Autopilot, Safety, Tesla, Traffic Engineering, traffic safety

 

I dealt with an especially tragic fatal crash when I was the city traffic engineer in Maple Grove.  A high school junior and her younger sister were driving to school one morning.  The driver cut in front of a semi-truck at a rural, slightly skewed, side street stop sign controlled intersection.  She survived, but saw her decapitated younger sister in the passenger seat.  The situation still makes my skin crawl more than fifteen years later.

My condolences to every single family who experiences a loss due to an automobile crash, including the family of Joshua Brown who was killed due to a mistake by the Tesla Autopilot system.  It is part of our mission as traffic engineers to improve the safety of transportation and I take that responsibility seriously.

So let’s dig into the first fatal crash with a “self-driving” car from a traffic engineering perspective:

The initial news coverage of the crash implied we should be quite concerned about autonomous vehicles and this crash is evidence that maybe we should halt our progress towards self-driving vehicles.  Unfortunately, they got the headline wrong.

In 2014, about 33,000 people were killed in automobile crashes or 1.08 people per 100 million miles traveled (1 death per 92.6 million miles traveled) according to the U.S. FAR system.  Tesla has reported its autopilot had driven 130 million miles before killing its first person.

Digging into the mortality statistics from the U.S. CDC, automobile crashes are the leading cause of 15-24 year olds and are one of the three leading causes of death for all people aged 1-64 in the United States.
-----
> **Work to do**:
(1) Summarize the piece on the first fatal self-driving crash in two sentences.
(2) Carry on the piece about the first fatal self-driving crash from the point where it stops.
The lines that come next can be set aside, since nothing here depends on them.

Dataset lines
-----
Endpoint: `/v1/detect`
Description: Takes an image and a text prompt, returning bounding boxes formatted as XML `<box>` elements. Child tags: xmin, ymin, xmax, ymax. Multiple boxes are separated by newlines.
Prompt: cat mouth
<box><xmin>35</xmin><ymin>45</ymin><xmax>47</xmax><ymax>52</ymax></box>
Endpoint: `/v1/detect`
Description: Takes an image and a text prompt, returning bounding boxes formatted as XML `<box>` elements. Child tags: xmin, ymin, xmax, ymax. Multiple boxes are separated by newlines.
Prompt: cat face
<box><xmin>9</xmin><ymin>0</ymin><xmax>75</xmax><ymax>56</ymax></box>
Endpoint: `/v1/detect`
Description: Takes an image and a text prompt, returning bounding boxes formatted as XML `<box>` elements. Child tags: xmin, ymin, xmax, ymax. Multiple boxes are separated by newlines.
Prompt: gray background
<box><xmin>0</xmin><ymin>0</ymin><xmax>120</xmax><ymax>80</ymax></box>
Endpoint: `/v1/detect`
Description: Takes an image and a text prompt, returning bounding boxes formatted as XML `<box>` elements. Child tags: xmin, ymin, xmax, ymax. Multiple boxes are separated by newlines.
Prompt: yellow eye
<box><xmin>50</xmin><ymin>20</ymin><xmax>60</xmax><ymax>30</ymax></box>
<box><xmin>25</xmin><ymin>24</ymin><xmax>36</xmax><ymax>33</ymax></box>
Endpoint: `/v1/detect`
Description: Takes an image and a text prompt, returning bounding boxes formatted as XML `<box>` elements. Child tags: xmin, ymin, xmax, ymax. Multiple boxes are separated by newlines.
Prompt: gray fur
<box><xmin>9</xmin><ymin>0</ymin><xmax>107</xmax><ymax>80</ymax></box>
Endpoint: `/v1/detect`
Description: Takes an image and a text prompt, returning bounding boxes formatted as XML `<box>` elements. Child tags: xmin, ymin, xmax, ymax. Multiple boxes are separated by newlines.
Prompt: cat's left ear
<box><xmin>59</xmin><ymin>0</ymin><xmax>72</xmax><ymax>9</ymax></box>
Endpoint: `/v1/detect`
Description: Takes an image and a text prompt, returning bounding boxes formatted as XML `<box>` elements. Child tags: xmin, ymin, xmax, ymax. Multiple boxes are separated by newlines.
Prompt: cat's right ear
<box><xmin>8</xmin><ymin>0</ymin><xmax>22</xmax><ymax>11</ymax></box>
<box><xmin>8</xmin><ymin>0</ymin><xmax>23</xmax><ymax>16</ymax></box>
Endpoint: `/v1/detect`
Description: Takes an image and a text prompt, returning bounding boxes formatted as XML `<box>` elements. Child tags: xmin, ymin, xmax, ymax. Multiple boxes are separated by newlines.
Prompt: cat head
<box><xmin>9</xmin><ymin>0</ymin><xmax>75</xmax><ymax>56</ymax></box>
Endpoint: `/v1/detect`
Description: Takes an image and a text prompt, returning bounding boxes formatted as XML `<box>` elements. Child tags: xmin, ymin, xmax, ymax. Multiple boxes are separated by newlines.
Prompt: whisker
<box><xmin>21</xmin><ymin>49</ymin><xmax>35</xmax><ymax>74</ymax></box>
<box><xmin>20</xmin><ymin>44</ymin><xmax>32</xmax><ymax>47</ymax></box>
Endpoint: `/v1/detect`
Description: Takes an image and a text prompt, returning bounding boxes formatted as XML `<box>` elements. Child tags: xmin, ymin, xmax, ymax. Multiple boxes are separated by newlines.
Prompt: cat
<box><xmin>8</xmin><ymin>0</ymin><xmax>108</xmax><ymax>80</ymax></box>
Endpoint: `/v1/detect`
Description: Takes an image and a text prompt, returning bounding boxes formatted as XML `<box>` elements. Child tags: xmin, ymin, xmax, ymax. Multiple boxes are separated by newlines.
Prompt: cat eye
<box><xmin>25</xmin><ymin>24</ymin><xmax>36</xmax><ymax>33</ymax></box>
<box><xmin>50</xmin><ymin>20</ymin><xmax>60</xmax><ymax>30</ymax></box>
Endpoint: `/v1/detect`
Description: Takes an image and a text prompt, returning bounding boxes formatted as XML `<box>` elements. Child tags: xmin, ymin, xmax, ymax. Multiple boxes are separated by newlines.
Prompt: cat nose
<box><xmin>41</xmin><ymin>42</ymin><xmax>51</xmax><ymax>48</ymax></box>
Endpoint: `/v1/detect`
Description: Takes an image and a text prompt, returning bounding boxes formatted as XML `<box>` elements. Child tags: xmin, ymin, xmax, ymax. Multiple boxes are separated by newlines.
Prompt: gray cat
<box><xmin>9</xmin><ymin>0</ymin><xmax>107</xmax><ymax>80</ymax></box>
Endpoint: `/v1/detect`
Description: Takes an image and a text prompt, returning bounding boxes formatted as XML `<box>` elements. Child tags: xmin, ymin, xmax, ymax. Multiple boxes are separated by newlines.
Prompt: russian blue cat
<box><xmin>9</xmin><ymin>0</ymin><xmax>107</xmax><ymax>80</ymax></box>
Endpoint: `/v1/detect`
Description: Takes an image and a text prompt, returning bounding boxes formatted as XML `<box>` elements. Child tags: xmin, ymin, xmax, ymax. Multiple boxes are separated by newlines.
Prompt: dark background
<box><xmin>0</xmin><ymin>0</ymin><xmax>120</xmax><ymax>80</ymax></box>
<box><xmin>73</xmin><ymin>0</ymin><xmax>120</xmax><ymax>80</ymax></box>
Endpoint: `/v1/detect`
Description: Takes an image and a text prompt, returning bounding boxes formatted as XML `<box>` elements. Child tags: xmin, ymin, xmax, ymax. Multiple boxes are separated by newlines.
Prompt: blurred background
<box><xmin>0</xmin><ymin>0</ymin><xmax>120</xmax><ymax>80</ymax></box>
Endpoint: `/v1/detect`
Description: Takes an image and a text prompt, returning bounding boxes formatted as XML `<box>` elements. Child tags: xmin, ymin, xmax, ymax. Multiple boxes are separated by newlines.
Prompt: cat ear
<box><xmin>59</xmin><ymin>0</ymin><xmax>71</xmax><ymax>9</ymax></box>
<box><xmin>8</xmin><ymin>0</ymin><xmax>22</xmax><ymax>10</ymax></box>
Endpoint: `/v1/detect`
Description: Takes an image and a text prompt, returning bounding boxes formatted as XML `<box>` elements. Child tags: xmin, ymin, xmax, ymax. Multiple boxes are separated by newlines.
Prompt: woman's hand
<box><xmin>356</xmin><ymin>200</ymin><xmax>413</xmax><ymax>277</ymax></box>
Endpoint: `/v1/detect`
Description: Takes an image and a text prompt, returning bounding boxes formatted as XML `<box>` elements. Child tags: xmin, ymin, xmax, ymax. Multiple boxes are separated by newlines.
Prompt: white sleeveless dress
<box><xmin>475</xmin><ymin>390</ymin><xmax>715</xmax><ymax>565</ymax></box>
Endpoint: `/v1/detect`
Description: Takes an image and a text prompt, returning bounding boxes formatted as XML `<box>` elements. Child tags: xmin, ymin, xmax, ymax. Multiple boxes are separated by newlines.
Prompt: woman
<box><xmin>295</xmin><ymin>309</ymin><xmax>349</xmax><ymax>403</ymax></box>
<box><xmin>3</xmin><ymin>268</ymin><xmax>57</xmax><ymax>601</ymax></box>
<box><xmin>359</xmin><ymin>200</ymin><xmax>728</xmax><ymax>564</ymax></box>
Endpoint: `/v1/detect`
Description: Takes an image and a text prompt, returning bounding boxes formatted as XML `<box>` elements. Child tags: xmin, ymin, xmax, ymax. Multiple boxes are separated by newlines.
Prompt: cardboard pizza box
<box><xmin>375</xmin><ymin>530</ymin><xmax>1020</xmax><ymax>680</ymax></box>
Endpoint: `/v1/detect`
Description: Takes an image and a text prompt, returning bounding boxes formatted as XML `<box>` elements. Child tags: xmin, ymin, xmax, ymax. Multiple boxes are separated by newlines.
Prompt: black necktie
-----
> **Answers provided**:
(1) A former city traffic engineer in Maple Grove recalls a tragic fatal crash there and extends condolences to every family that loses someone in a car crash, including the family of Joshua Brown, who was killed due to a mistake by the Tesla Autopilot system. Saying the initial news coverage got the headline wrong in suggesting that progress toward self-driving vehicles should perhaps halt, the writer cites a 2014 U.S. rate of one death per 92.6 million miles traveled, Tesla's report of 130 million Autopilot miles before its first fatality, and CDC figures ranking automobile crashes among the three leading causes of death for people aged 1-64.

(2)
Applying Tesla’s safety rate vs. human drivers would result in lowering fatalities in the United States by about 30%, many of whom are young adults whose lives are cut tragically short.  If we could improve our overall vehicle safety to that of Tesla, about 10,000 people would not have lost their lives last year in car crashes.

We are at the dawn of autonomous vehicles and the Tesla autopilot system is already proving to provide a big jump in safety.  And the remarkable thing is that Tesla will change its algorithms to improve its safety the more miles it travels based on these early crashes.  Please don’t let the media scare you about autonomous vehicles.

The common industry estimate is that a fully mature autonomous vehicle fleet will reduce fatalities 90% in the United States.  And I’m not going to dig into many parts of the world that have fatal crash rates much higher than the U.S.  A rational response in the near future would be that humans are such bad drivers compared to computer driven vehicles that it becomes illegal for a human to drive a car.

I wish those sisters fifteen years ago were being driven to school by their autopilot car instead of an impatient teenager.  That crash killed one sister and hugely damaged the survivor.

The headline from the Tesla Autopilot fatal crash should be that

“Self-Driving Vehicles Save Lives.”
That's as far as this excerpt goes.